> Texte à étudier
Les bons et les mauvais «nazis»
Je me suis demandé si le parlement aurait eu la même réaction grégaire dans le pays où je vis, la Suisse, qui passe pour la démocratie la plus «vertueuse» au monde. J’ai évoqué la question avec Oskar Freysinger, qui fut conseiller national (député) à Berne pendant trois législatures et dont je fus le chargé de communication entre 2013 et 2017 alors qu’il était conseiller d’Etat (ministre) en charge de l’instruction publique et de la sécurité du canton du Valais.
Oskar a encore cette particularité d’avoir été constamment suspecté de sympathies nazies au cours de sa turbulente carrière politique au sein de l’UDC (le premier parti du pays, souverainiste et anti-européen). Ses origines autrichiennes, je le sais, ne sont pas pour rien dans cet amalgame, elles ont d’ailleurs été éhontément exploitées par les belles âmes de gauche. Mais je sais aussi qu’il n’y a rien dans la vie et les idées de Freysinger qui puisse alimenter un tel reproche.
En revanche, dans son bureau, il y a un drapeau militaire allemand — non pas nazi, mais bien allemand, traditionnel, celui du Reich de Bismarck. Parce que, justement, il n’éprouve aucun érotisme trouble face au bric-à-brac hitlérien, Oskar a naïvement permis aux journalistes de photographier ce drapeau. Ce fut le prétexte d’une campagne de dénonciation hystérique visant, rien moins, qu’à détruire sa carrière politique. L’association pavlovienne liée à ce drapeau circule aujourd’hui encore sur les réseaux sociaux.
Quelque chose me dit que les pourfendeurs du drapeau d’Oskar, s’ils s’étaient trouvés au parlement de Trudeau, eussent ovationné le barbon de la SS comme tout le monde. Relisez la notice ci-dessus au sujet du fétichisme à l’envers…
Je lui ai quand même demandé, dix ans après cette stupide polémique, son sentiment à propos de l’incident canadien. Il m’a répondu sur le mode des «chasseurs», le célèbre sketch des Inconnus:
«Il y a les méchants méchants et les bons méchants qu’on applaudit au nom de la “bonne cause ukrainienne” (rires…).
— Penses-tu que le parlement suisse aurait applaudi comme les Canadiens ?
— Ils auraient peut-être été chercher l’info sur le passé du lascar, et puis ils seraient restés plus longtemps à l’apéro…»

> Travail demandé
[1] Selon le texte sur les bons et les mauvais « nazis », pourquoi Oskar Freysinger a-t-il permis aux journalistes de photographier le drapeau de son bureau ? Répondez en une à trois phrases.
[2] Poursuivez le texte sur les bons et les mauvais « nazis » à partir de sa dernière réplique.

> Données disponibles
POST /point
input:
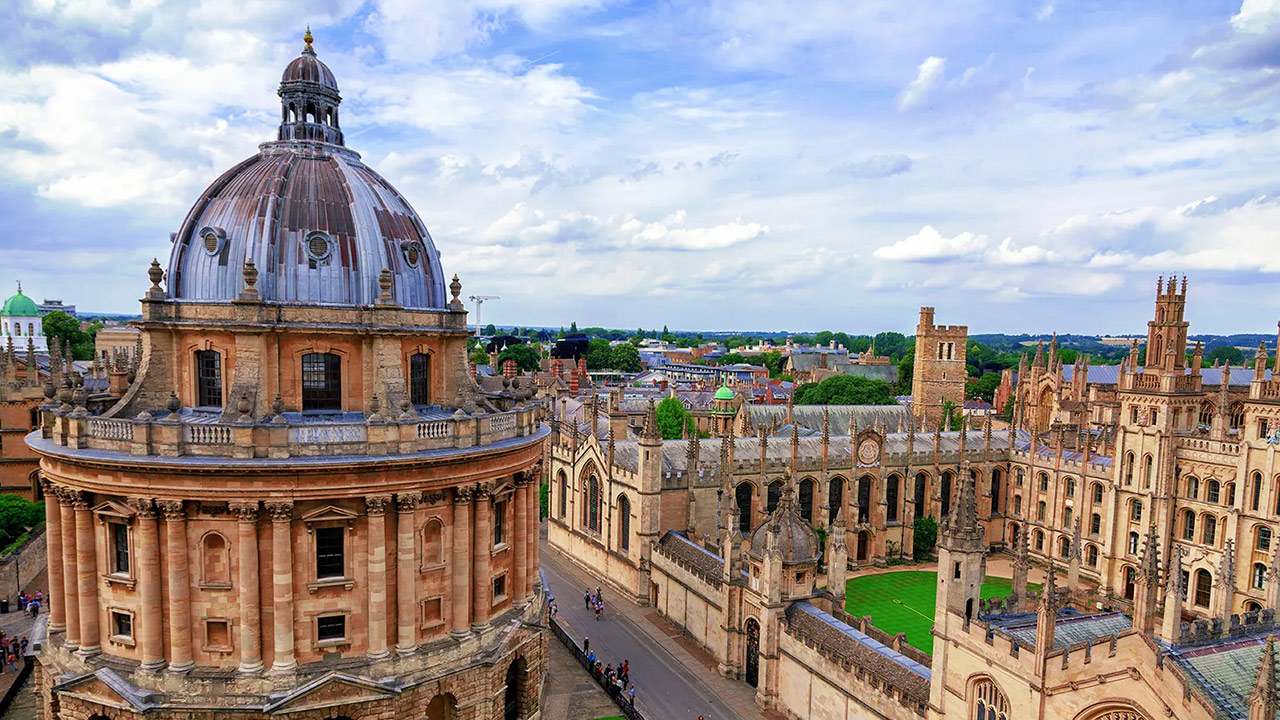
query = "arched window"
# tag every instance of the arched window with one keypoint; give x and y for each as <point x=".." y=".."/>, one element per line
<point x="420" y="378"/>
<point x="988" y="702"/>
<point x="563" y="495"/>
<point x="807" y="500"/>
<point x="321" y="382"/>
<point x="743" y="493"/>
<point x="624" y="523"/>
<point x="209" y="378"/>
<point x="772" y="496"/>
<point x="1203" y="584"/>
<point x="215" y="560"/>
<point x="593" y="504"/>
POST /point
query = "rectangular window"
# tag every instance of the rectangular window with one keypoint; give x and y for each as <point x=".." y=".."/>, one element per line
<point x="122" y="624"/>
<point x="499" y="523"/>
<point x="332" y="628"/>
<point x="329" y="554"/>
<point x="419" y="379"/>
<point x="119" y="548"/>
<point x="209" y="378"/>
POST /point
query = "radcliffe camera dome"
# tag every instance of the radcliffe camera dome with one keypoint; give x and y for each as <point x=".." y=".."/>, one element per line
<point x="319" y="224"/>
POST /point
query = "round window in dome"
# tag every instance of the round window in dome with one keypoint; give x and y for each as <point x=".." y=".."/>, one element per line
<point x="319" y="245"/>
<point x="213" y="240"/>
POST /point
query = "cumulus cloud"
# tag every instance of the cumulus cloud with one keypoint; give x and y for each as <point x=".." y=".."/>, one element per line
<point x="931" y="245"/>
<point x="928" y="77"/>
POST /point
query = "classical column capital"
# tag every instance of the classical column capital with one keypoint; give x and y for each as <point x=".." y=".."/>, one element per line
<point x="145" y="507"/>
<point x="280" y="511"/>
<point x="246" y="511"/>
<point x="172" y="509"/>
<point x="376" y="505"/>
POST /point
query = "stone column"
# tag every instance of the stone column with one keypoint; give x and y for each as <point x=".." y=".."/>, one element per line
<point x="282" y="586"/>
<point x="520" y="542"/>
<point x="54" y="547"/>
<point x="406" y="574"/>
<point x="460" y="566"/>
<point x="86" y="574"/>
<point x="181" y="659"/>
<point x="250" y="584"/>
<point x="151" y="611"/>
<point x="481" y="545"/>
<point x="376" y="510"/>
<point x="71" y="578"/>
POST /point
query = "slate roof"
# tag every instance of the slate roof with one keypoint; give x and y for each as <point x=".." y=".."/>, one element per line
<point x="840" y="638"/>
<point x="1070" y="627"/>
<point x="1225" y="671"/>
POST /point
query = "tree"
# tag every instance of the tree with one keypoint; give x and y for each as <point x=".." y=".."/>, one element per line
<point x="924" y="538"/>
<point x="672" y="418"/>
<point x="62" y="328"/>
<point x="845" y="390"/>
<point x="599" y="355"/>
<point x="626" y="358"/>
<point x="526" y="356"/>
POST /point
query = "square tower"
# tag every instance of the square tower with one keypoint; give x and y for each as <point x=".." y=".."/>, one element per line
<point x="938" y="374"/>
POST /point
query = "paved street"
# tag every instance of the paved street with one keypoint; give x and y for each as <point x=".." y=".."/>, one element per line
<point x="664" y="688"/>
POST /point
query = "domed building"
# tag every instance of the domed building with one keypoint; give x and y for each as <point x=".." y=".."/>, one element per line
<point x="304" y="505"/>
<point x="21" y="323"/>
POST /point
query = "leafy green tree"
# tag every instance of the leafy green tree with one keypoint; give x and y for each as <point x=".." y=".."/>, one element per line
<point x="845" y="390"/>
<point x="526" y="356"/>
<point x="672" y="418"/>
<point x="63" y="328"/>
<point x="924" y="538"/>
<point x="599" y="355"/>
<point x="983" y="387"/>
<point x="1219" y="355"/>
<point x="626" y="358"/>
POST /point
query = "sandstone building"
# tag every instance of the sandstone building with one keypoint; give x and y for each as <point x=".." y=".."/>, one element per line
<point x="302" y="505"/>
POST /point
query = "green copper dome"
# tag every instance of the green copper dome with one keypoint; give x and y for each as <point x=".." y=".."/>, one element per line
<point x="19" y="306"/>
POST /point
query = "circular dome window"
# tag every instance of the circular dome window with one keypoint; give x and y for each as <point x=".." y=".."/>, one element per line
<point x="319" y="245"/>
<point x="211" y="238"/>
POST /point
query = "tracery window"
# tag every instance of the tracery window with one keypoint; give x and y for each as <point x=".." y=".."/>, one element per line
<point x="990" y="703"/>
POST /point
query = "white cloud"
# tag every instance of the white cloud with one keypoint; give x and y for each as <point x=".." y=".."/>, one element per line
<point x="928" y="77"/>
<point x="931" y="245"/>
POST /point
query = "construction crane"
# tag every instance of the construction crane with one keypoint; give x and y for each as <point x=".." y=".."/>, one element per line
<point x="479" y="300"/>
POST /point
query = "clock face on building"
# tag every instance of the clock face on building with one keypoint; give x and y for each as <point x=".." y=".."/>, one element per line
<point x="868" y="452"/>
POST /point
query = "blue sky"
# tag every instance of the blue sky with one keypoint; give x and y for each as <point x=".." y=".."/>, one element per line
<point x="1023" y="165"/>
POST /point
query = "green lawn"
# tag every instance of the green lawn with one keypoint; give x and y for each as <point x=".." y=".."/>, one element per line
<point x="903" y="602"/>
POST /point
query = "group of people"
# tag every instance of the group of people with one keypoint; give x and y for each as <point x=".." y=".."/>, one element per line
<point x="31" y="602"/>
<point x="594" y="601"/>
<point x="616" y="679"/>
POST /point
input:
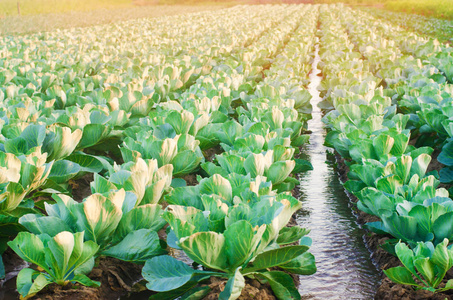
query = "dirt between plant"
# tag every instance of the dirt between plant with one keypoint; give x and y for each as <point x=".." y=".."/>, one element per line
<point x="388" y="290"/>
<point x="116" y="277"/>
<point x="119" y="278"/>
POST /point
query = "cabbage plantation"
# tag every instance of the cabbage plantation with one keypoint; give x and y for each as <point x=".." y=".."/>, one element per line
<point x="173" y="145"/>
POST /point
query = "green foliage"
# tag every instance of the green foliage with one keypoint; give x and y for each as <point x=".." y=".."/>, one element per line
<point x="63" y="258"/>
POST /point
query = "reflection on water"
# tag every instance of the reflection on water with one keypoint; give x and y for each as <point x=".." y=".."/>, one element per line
<point x="345" y="270"/>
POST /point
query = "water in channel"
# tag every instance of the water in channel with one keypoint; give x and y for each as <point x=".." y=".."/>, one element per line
<point x="345" y="270"/>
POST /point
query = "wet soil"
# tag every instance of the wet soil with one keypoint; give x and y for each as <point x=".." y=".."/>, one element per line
<point x="253" y="290"/>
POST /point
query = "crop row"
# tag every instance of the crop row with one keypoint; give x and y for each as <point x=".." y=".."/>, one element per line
<point x="386" y="173"/>
<point x="67" y="97"/>
<point x="437" y="28"/>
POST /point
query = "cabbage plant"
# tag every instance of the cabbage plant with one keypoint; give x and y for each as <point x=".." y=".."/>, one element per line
<point x="423" y="267"/>
<point x="139" y="176"/>
<point x="111" y="220"/>
<point x="61" y="259"/>
<point x="232" y="242"/>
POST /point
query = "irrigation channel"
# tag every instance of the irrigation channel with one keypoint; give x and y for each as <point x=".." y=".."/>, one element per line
<point x="345" y="269"/>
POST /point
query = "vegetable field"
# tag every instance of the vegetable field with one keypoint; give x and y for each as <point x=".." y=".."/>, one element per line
<point x="167" y="151"/>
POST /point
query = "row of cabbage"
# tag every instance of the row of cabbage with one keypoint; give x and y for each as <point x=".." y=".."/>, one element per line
<point x="51" y="114"/>
<point x="437" y="28"/>
<point x="256" y="163"/>
<point x="387" y="174"/>
<point x="424" y="93"/>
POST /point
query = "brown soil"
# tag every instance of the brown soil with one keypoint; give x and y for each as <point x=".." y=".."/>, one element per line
<point x="116" y="277"/>
<point x="210" y="153"/>
<point x="388" y="290"/>
<point x="81" y="187"/>
<point x="253" y="290"/>
<point x="191" y="179"/>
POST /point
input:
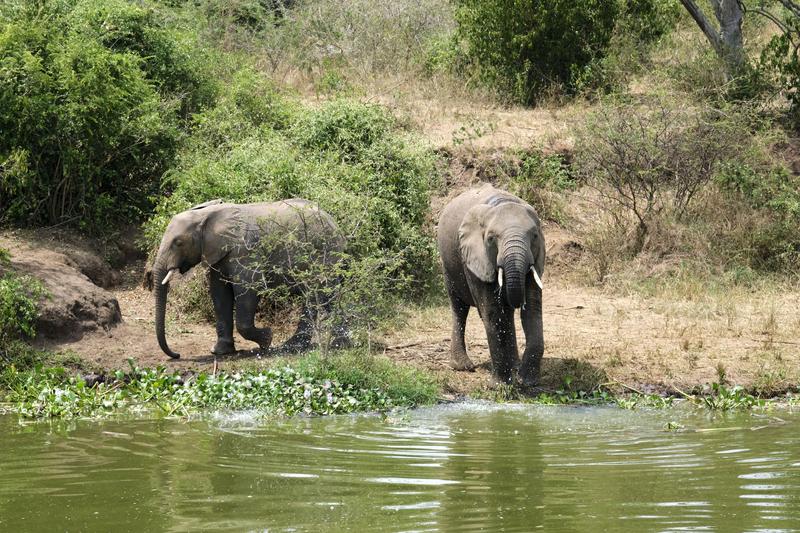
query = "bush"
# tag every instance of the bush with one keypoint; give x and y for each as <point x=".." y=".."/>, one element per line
<point x="525" y="47"/>
<point x="651" y="161"/>
<point x="90" y="96"/>
<point x="539" y="179"/>
<point x="352" y="159"/>
<point x="691" y="193"/>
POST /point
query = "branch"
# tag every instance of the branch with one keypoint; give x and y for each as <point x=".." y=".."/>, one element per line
<point x="705" y="25"/>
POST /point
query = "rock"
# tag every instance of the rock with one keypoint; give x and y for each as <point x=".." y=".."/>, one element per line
<point x="74" y="304"/>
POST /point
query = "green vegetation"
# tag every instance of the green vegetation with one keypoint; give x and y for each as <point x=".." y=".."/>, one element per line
<point x="532" y="48"/>
<point x="91" y="98"/>
<point x="713" y="397"/>
<point x="314" y="386"/>
<point x="350" y="158"/>
<point x="19" y="309"/>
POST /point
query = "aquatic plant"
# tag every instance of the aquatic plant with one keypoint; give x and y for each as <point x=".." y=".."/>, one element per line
<point x="285" y="391"/>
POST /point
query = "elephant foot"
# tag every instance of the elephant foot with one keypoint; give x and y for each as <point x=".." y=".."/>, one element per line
<point x="529" y="375"/>
<point x="461" y="362"/>
<point x="223" y="347"/>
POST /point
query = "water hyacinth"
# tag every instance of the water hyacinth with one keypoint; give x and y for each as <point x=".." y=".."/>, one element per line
<point x="47" y="393"/>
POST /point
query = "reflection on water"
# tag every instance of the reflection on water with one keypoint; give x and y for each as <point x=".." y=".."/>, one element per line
<point x="469" y="467"/>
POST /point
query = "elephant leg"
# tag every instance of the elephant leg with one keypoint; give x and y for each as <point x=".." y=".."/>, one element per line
<point x="246" y="306"/>
<point x="532" y="325"/>
<point x="301" y="339"/>
<point x="498" y="320"/>
<point x="222" y="298"/>
<point x="459" y="360"/>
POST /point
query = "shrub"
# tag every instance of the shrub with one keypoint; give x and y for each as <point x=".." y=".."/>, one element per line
<point x="350" y="158"/>
<point x="19" y="296"/>
<point x="539" y="179"/>
<point x="651" y="161"/>
<point x="90" y="95"/>
<point x="525" y="47"/>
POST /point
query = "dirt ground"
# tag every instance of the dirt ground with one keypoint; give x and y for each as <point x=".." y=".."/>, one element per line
<point x="675" y="342"/>
<point x="647" y="344"/>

> Corrigé détaillé
[1] Il l'a permis parce qu'il n'éprouve aucun érotisme trouble face au bric-à-brac hitlérien. Ce drapeau n'est d'ailleurs pas nazi : c'est le drapeau militaire allemand traditionnel du Reich de Bismarck. Le texte juge toutefois ce geste naïf, car la photographie a servi de prétexte à une campagne de dénonciation.

[2]
Pas téméraires, mais pas idiots non plus. Il me semble en effet que certains élus suisses, ou en tout cas les présidents des chambres, se seraient renseignés un peu, qu’ils auraient rafraîchi quelques repères historiques. Mais — j’y pense soudain — il y a une différence entre les Helvètes et les adeptes du sirop d’érable. C’est que le Canada n’est pas seulement un repaire d’émigrés anticommunistes est-européens. C’est aussi le laboratoire mondial des nouvelles pédagogies scolaires. C’est la section «recherche et développement» de la fabrique du crétin. Le même Freysinger, justement, a passé son temps de ministre à bloquer les projets farfelus de déconstruction scolaire pleuvant comme des missiles depuis le Québec.
En matière d’enseignement de l’ignorance, les Canadiens ont une bonne génération d’avance sur nous. Leur jardin enchanté est hors du temps et de l’espace, comme le pays du magicien d’Oz. Ignorer les rudiments de l’histoire, de la logique, de la philosophie et de la grammaire y est un gage de socialisation. Ces abrutis parlementaires qui applaudissent tous ensemble sans savoir ce qu’ils applaudissent y sont des citoyens modèles.
La désinstruction, arme de destruction massive
La coïncidence est si frappante qu’un soupçon me revient. Dans les lointaines années 1980–1990, au moment où l’URSS vacillait, quelques auteurs très-méfiants et très-réactionnaires mettaient en garde contre la propagation du virus. Le communisme, clamaient-ils, n’est pas mort: il a abattu les cloisons pour nous infecter, et nous vaincre sans guerre. Comment? Essentiellement par la destruction des fondements de la morale et du savoir. Oskar confirme:
«Oui. C’est par la filière du Québec que le Comecon avait exfiltré ses thèses pédagogiques débiles peu avant l’effondrement de l’URSS. Sachant le système condamné sous sa forme dure en URSS, ils ont exporté la forme soft vers l’Occident pour le pourrir de l’intérieur.
Eux, ils ont fini par se ressaisir grâce à Poutine; nous, nous nous sommes employés à nous déconstruire. Merci Derrida, Foucault et consorts…»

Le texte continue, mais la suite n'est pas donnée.